_WORK TO DO:_ Copy out the items below, substituting "in this scene" for every occurrence of "in this frame" and keeping everything else unchanged.

_MATERIAL TO PROCESS:_

╭──

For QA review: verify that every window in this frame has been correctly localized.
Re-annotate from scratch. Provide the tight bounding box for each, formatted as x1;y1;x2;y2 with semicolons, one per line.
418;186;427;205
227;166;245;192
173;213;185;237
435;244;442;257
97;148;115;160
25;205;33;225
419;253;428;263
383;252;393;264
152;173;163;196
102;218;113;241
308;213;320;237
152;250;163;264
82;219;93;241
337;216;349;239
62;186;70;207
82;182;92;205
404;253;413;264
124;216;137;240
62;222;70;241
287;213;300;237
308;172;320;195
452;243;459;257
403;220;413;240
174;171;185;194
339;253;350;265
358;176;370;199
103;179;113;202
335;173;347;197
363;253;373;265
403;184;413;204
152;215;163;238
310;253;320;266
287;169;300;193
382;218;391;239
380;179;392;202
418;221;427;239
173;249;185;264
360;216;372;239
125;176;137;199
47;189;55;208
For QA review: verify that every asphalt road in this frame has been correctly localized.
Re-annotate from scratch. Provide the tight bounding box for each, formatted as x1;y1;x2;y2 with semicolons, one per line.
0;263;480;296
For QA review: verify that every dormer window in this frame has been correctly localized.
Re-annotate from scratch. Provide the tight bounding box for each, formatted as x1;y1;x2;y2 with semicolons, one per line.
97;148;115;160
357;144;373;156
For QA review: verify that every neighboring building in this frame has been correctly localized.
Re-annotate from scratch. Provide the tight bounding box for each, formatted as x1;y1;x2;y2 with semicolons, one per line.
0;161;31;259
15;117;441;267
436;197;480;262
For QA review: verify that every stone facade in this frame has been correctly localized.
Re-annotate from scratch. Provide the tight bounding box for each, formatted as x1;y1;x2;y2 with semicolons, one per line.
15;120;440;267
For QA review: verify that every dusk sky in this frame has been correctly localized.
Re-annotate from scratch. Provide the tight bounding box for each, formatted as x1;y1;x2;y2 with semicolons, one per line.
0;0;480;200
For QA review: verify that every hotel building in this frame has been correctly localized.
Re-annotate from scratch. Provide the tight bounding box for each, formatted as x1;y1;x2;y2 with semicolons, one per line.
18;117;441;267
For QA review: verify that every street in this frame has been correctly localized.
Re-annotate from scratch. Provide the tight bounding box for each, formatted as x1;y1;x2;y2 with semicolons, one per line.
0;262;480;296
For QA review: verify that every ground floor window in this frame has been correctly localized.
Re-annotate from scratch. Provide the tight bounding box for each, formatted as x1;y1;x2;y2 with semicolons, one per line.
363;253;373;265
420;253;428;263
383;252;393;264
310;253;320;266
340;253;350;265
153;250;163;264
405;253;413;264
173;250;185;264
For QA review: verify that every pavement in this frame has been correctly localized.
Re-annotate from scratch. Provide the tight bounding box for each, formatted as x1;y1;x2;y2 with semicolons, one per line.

╰──

_RESULT OF THE EXERCISE:_
For QA review: verify that every window in this scene has been correctly localized.
Re-annotate from scratch. Provide the tight bounding box for each, formatted as x1;y1;x2;y2 with semicolons, one per line.
418;186;427;205
227;166;245;192
173;213;185;237
435;244;442;257
97;148;115;160
25;205;33;225
419;253;428;263
383;252;393;264
152;173;163;196
102;218;113;241
308;213;320;237
152;250;163;264
82;219;93;241
337;216;349;239
62;186;70;207
82;182;92;205
404;253;413;264
124;216;137;240
62;222;70;241
287;213;300;237
308;172;320;195
452;243;459;257
403;220;413;240
174;171;185;194
339;253;350;265
358;176;370;199
103;179;113;202
335;173;347;197
363;253;373;265
403;184;413;204
152;215;163;238
310;253;320;266
287;169;300;193
382;218;391;239
380;179;392;202
418;221;427;239
173;249;185;264
360;216;372;239
125;176;137;199
47;189;55;208
For QA review: verify that every asphalt road in this scene has been correctly localized.
Re-annotate from scratch. Provide the tight bounding box for each, formatted as x1;y1;x2;y2 with semicolons, one per line.
0;263;480;296
For QA review: verify that every dormer window in this scene has been correctly localized.
Re-annotate from scratch. Provide the tight bounding box for each, formatted as x1;y1;x2;y2 with semicolons, one per line.
97;148;115;160
357;144;373;156
For QA review: verify that every neighboring building in this scene has been correctly localized.
Re-annotate from scratch. Provide the tight bounding box for each, formatted as x1;y1;x2;y2 with semicolons, one per line.
0;161;31;259
15;117;441;267
436;197;480;262
For QA review: verify that every stone facade in this scene has been correctly localized.
Re-annotate from scratch. Provide the tight bounding box for each, formatted as x1;y1;x2;y2 with semicolons, one per line.
15;120;440;267
For QA review: verify that every dusk sky in this scene has been correctly localized.
Re-annotate from scratch. Provide the tight bounding box for each, formatted as x1;y1;x2;y2 with semicolons, one per line.
0;0;480;200
For QA review: verify that every hotel building in this scene has been correctly localized.
Re-annotate from scratch. Provide the tight bounding box for each, formatted as x1;y1;x2;y2 with semicolons, one per line.
18;117;441;267
For QA review: verify that every street in this scene has been correctly localized.
Re-annotate from scratch. Provide the tight bounding box for each, formatted as x1;y1;x2;y2 with semicolons, one per line.
0;262;480;296
For QA review: verify that every ground floor window in this scene has been correctly localized.
Re-annotate from scratch. Provide the tight bounding box for each, formatted as x1;y1;x2;y2 with semicolons, one per line.
363;253;373;265
420;253;428;263
383;252;393;264
310;253;320;266
340;253;350;265
153;250;163;264
405;253;413;264
173;250;185;264
For QA review: verify that every pavement in this scene has been correctly localized.
Re-annotate from scratch. Provide the tight bounding box for each, formatted as x1;y1;x2;y2 with semicolons, one per line.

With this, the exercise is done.